Excerpted passage -
┌──

C and I went to nearly empty Monday night showing of Michael Moore’s new movie, Capitalism : A Love Story. Going to see a Michael Moore movie seems almost as automatic to Liberals as buying Radiohead records – good or bad, you still buy them. Part of the code. I don’t always love the man, but always appreciate his message.
Some say this is his best movie. I don’t know movies. I learned a few things and went through the standard cycle of angry laughcry emotions when watching a Moore film. So here are some nuggets in point form for easy digestion:
- About 10 Goldman Sachs employees have had direct influence on the US Treasury and the Federal Reserve (resulting in their multi billion dollar profits while other banks are failing)
- Dead Peasant’s Insurance (how companies can take life insurance policies on non-key employees and be the sole beneficiary from their death, at times leaving their families with hundreds of thousands of dollars in hospital/funeral bills)
- How Senator Dodd in the US is completely corrupt, accepting impossible deals through Countrywide mortgage company
- That now, the richest 1% have more than the lowest 95% COMBINED in our “capitalist” system.
More or less, Moore tries to prove the (North) American dream is futile – we have been duped to believe that if we work hard we will be rewarded as much as the upper class. Evidence shows that this dream is exactly that – not reality in the slightest. The classic perpetual cycle of not being able to break out of whatever socio-economic status you originated from. The classic pyramid scheme – there’s only room for a small few at the top and people trying to move up need to be kept down. CEO wages going up 600%, worker wages going up 1%. Billion dollar bonuses in the time of deep recession. Labour productivity increasing, jobs being cut in the effort for positive angles on a chart. How the word “enough” is the dirtiest word in capitalism – it must be “more”.

└──

Required action A - Copy the passage of the review of Capitalism: A Love Story that runs between "- Dead Peasant’s" and "in hospital/funeral bills)", inclusive.
Required action B - Translate this sentence from the review of Capitalism: A Love Story into Spanish: "Evidence shows that this dream is exactly that – not reality in the slightest."
Required action C - Continue the review of Michael Moore's Capitalism: A Love Story, picking up after its final sentence.

(Gathered data entries)
┌──

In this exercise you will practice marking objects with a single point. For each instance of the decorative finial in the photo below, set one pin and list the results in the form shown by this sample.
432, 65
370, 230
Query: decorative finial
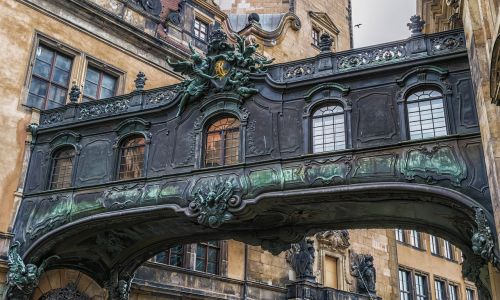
325, 42
74, 93
140, 81
416, 25
254, 18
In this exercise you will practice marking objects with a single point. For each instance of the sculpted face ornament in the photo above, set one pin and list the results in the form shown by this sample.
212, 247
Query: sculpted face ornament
225, 68
211, 205
23, 279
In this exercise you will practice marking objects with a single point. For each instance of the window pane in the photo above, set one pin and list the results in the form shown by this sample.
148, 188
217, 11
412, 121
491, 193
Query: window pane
60, 76
63, 62
44, 54
426, 118
62, 169
131, 158
328, 129
90, 89
42, 69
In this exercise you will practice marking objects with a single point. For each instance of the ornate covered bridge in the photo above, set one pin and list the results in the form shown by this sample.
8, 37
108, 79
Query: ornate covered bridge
377, 137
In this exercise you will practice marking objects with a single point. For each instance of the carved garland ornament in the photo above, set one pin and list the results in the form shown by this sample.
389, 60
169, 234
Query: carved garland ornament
212, 203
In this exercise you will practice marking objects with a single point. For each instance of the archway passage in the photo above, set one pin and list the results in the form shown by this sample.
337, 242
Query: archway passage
402, 150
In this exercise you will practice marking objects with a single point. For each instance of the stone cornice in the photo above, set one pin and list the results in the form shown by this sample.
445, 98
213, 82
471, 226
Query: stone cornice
324, 20
210, 6
269, 38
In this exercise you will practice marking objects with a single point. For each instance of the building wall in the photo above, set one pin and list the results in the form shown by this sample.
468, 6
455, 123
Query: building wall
481, 23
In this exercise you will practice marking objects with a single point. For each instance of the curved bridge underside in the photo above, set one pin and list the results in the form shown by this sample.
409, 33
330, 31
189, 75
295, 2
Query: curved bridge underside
120, 241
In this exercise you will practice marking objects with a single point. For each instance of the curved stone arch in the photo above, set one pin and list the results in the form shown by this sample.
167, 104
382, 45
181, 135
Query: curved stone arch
126, 129
441, 211
218, 106
420, 78
319, 96
70, 282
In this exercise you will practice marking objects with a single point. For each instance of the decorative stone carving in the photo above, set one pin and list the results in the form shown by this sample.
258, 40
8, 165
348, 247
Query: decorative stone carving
74, 93
23, 279
52, 118
301, 257
223, 69
325, 42
363, 269
70, 292
416, 25
335, 239
372, 57
119, 289
211, 204
448, 43
140, 81
94, 110
299, 71
482, 239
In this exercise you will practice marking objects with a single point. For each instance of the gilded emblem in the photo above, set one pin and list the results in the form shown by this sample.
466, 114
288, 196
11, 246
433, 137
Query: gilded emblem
221, 68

└──

Your response A -
- Dead Peasant’s Insurance (how companies can take life insurance policies on non-key employees and be the sole beneficiary from their death, at times leaving their families with hundreds of thousands of dollars in hospital/funeral bills)

Your response B - Las pruebas demuestran que este sueño es exactamente eso: no es realidad en lo más mínimo.

Your response C -
So we want solutions right? Moore proposes we need to exclusively replace common practice with more democratic principles in business – empower your workers through voting in business decisions and actually share in profits. Something barely resembling conventional profit sharing in today’s workplace. He shows his examples – the archetypal co-op, the progressive bottom-up organizational style, empowered labour classes. Success of this solution depends on one of two options – taxing the rich more, or forcing businesses to eliminate corporate greed and share more of their insane profits with their employees. I think most of us would prefer the 2nd option, and it would work. A perfect example of corporate greed can even be seen in the airline industry – airline pilots have been so squeezed that they are now making less than people that bake bread in a Cleveland co-op. Some pilots are making just 20-30K a year and airline execs are getting away with it because they know most pilots have a true passion for aviation and want to stay in the job.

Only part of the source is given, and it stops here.